── DATASET ENTRIES

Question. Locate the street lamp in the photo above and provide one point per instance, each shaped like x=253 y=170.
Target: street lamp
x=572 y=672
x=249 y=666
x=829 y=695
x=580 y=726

────

Update the rows above by changing each "street lamp" to "lamppost" and keeping every other part of the lines intact.

Question. Locate the lamppost in the photo above and provide one point per instance, each shaped like x=253 y=170.
Target: lamppost
x=572 y=672
x=249 y=666
x=829 y=695
x=580 y=726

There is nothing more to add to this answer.